_The request_: Without the images, print all the entries below exactly as given.

_Data entries_:
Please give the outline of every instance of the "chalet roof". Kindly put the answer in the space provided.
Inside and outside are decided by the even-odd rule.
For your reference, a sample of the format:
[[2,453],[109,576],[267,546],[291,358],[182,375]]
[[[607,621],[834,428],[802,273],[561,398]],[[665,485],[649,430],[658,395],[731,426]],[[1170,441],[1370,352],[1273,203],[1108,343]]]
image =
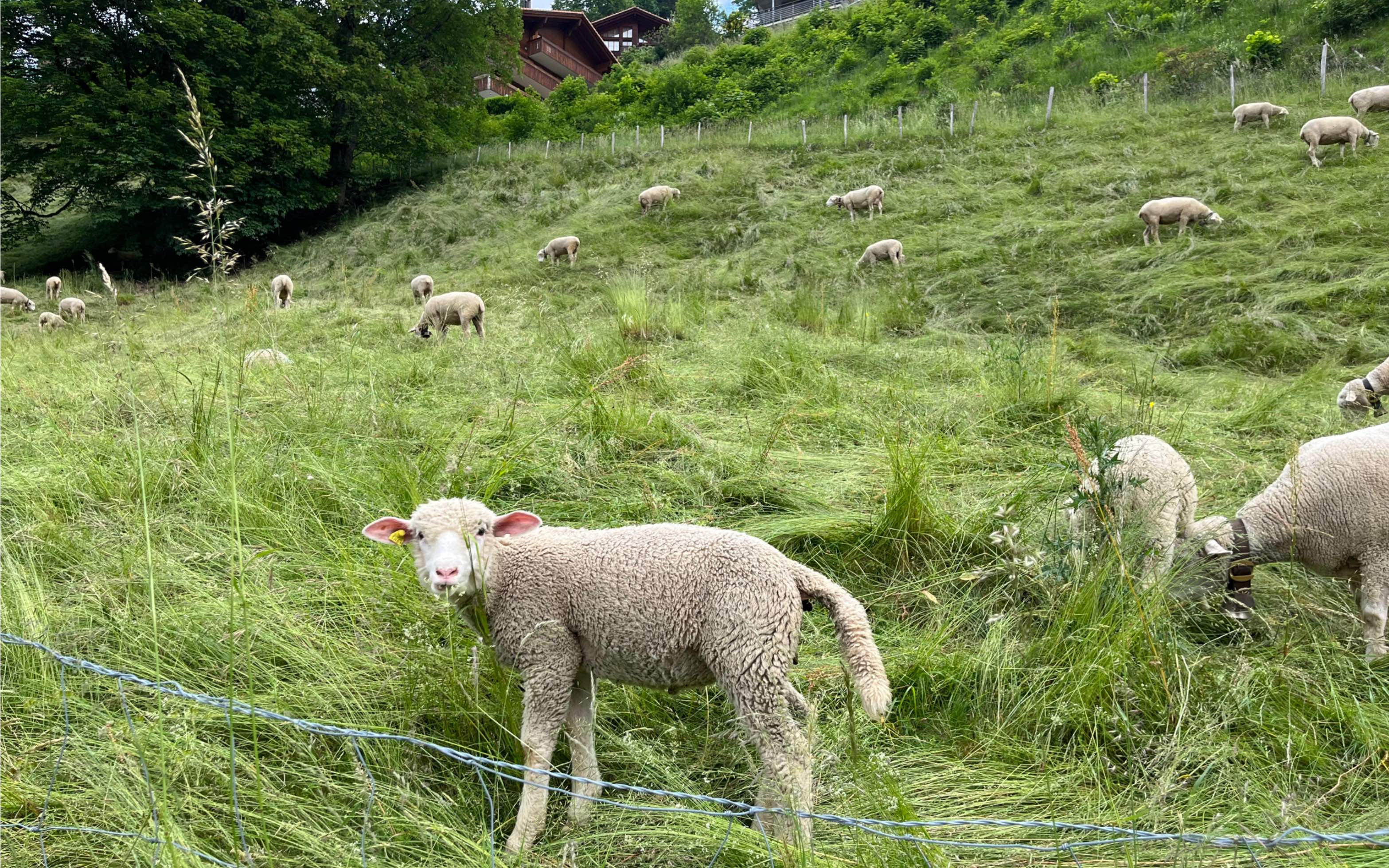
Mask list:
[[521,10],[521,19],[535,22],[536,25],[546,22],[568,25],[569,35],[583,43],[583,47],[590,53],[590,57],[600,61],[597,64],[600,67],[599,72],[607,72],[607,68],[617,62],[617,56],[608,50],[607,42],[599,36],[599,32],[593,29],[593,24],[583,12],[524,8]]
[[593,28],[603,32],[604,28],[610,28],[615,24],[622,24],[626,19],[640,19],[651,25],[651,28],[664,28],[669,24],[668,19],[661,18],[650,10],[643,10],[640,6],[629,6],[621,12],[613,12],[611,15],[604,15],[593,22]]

_Reply to the exercise_:
Please give the outline of every instance of the "chalet roof". Kindly put the answer in the space provided.
Inside and outside are decided by the even-odd rule.
For your reference, a sample of the format:
[[2,453],[109,576],[267,546],[291,358],[182,375]]
[[[607,621],[834,428],[802,273],[561,398]],[[665,485],[649,430],[658,395],[731,426]],[[1170,441],[1370,352],[1273,203],[1108,343]]]
image =
Mask list:
[[521,10],[521,19],[535,22],[536,25],[546,22],[568,25],[569,35],[583,43],[583,47],[590,53],[590,57],[600,61],[597,64],[600,67],[599,72],[607,72],[607,68],[617,62],[617,56],[608,50],[607,42],[599,36],[599,32],[593,29],[593,24],[583,12],[524,8]]
[[593,28],[603,32],[604,28],[610,28],[615,24],[622,24],[626,19],[640,19],[651,25],[651,28],[664,28],[669,24],[668,19],[661,18],[650,10],[643,10],[640,6],[629,6],[621,12],[613,12],[611,15],[604,15],[593,22]]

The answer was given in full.